» **Assignment**
The expected output is every entry, copied exactly.

» **Listed records**
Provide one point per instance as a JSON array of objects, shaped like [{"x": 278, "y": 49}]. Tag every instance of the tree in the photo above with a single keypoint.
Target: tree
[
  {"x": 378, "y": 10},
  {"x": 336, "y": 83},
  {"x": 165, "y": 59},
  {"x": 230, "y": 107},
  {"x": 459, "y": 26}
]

» **Response area**
Provide one point per instance as a JSON array of objects, shaped like [{"x": 278, "y": 49}]. Tag every instance of the tree in the photo above with a single keypoint.
Target: tree
[
  {"x": 378, "y": 10},
  {"x": 336, "y": 83},
  {"x": 165, "y": 59},
  {"x": 230, "y": 107},
  {"x": 459, "y": 26}
]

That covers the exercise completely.